▶ [Brief A] Retype the passage on Text Generation Inference word for word, everything from "- Continuous batching" down to "- [bitsandbytes](https://github.com/TimDettmers/bitsandbytes)".
▶ [Brief B] In the passage on Text Generation Inference, which technology does TGI use for token streaming?
▶ [Brief C] Pick up the passage on Text Generation Inference right after its final line and keep writing it.

▶ [Supplied passage]
|---|

Text Generation Inference (TGI) is a toolkit for deploying and serving Large Language Models (LLMs). TGI enables high-performance text generation for the most popular open-source LLMs, including Llama, Falcon, StarCoder, BLOOM, GPT-NeoX, and [more](https://huggingface.co/docs/text-generation-inference/supported_models). TGI implements many features, such as:

- Simple launcher to serve most popular LLMs
- Production ready (distributed tracing with Open Telemetry, Prometheus metrics)
- Tensor Parallelism for faster inference on multiple GPUs
- Token streaming using Server-Sent Events (SSE)
- Continuous batching of incoming requests for increased total throughput
- [Messages API](https://huggingface.co/docs/text-generation-inference/en/messages_api) compatible with Open AI Chat Completion API
- Optimized transformers code for inference using [Flash Attention](https://github.com/HazyResearch/flash-attention) and [Paged Attention](https://github.com/vllm-project/vllm) on the most popular architectures
- Quantization with :
- [bitsandbytes](https://github.com/TimDettmers/bitsandbytes)

|---|

▶ [Records]
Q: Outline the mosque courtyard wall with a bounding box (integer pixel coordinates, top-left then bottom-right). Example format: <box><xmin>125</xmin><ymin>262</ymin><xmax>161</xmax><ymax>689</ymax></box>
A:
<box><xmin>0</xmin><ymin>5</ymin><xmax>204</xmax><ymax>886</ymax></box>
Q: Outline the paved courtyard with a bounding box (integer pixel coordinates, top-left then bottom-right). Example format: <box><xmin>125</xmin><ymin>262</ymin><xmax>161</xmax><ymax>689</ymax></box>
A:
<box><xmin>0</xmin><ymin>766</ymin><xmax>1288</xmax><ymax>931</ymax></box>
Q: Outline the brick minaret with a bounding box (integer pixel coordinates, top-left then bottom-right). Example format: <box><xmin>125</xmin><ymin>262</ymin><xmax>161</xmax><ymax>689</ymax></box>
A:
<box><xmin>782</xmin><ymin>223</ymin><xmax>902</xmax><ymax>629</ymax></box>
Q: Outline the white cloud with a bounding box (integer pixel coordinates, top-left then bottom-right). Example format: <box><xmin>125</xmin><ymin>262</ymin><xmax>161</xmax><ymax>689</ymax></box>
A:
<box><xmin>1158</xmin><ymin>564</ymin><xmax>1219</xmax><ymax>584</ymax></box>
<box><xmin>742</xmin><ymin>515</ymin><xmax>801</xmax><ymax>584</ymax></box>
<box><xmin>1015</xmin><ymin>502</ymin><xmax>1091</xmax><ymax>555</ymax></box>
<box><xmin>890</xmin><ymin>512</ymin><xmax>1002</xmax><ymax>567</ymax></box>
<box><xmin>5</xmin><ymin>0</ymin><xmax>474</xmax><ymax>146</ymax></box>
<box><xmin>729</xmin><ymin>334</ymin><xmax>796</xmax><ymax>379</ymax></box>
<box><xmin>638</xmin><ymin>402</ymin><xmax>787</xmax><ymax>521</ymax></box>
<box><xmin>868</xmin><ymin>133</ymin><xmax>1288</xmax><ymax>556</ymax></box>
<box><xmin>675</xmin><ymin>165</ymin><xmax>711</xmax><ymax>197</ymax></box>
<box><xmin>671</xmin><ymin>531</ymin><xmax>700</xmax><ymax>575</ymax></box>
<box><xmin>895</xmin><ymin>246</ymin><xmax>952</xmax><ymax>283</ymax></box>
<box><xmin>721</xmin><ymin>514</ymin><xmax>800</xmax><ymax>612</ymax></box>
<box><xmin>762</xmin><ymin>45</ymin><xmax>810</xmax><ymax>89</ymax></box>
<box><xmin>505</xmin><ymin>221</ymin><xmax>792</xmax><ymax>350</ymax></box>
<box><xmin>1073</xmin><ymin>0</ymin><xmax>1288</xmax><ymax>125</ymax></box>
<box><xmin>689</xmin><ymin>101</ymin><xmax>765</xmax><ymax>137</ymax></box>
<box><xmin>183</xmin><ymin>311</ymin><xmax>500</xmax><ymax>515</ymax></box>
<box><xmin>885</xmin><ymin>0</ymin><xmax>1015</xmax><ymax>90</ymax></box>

|---|

▶ [Written reply A]
- Continuous batching of incoming requests for increased total throughput
- [Messages API](https://huggingface.co/docs/text-generation-inference/en/messages_api) compatible with Open AI Chat Completion API
- Optimized transformers code for inference using [Flash Attention](https://github.com/HazyResearch/flash-attention) and [Paged Attention](https://github.com/vllm-project/vllm) on the most popular architectures
- Quantization with :
- [bitsandbytes](https://github.com/TimDettmers/bitsandbytes)

▶ [Written reply B] Server-Sent Events (SSE).

▶ [Written reply C]
- [GPT-Q](https://arxiv.org/abs/2210.17323)
- [EETQ](https://github.com/NetEase-FuXi/EETQ)
- [AWQ](https://github.com/casper-hansen/AutoAWQ)
- [Marlin](https://github.com/IST-DASLab/marlin)
- [fp8](https://developer.nvidia.com/blog/nvidia-arm-and-intel-publish-fp8-specification-for-standardization-as-an-interchange-format-for-ai/)
- [Safetensors](https://github.com/huggingface/safetensors) weight loading
- Watermarking with [A Watermark for Large Language Models](https://arxiv.org/abs/2301.10226)
- Logits warper (temperature scaling, top-p, top-k, repetition penalty, more details see [transformers.LogitsProcessor](https://huggingface.co/docs/transformers/internal/generation_utils#transformers.LogitsProcessor))
- Stop sequences
- Log probabilities
- [Speculation](https://huggingface.co/docs/text-generation-inference/conceptual/speculation) ~2x latency
- [Guidance/JSON](https://huggingface.co/docs/text-generation-inference/conceptual/guidance). Specify output format to speed up inference and make sure the output is valid according to some specs..
- Custom Prompt Generation: Easily generate text by providing custom prompts to guide the model's output
- Fine-tuning Support: Utilize fine-tuned models for specific tasks to achieve higher accuracy and performance

### Hardware support

- [Nvidia](https://github.com/huggingface/text-generation-inference/pkgs/container/text-generation-inference)
- [AMD](https://github.com/huggingface/text-generation-inference/pkgs/container/text-generation-inference) (-rocm)
- [Inferentia](https://github.com/huggingface/optimum-neuron/tree/main/text-generation-inference)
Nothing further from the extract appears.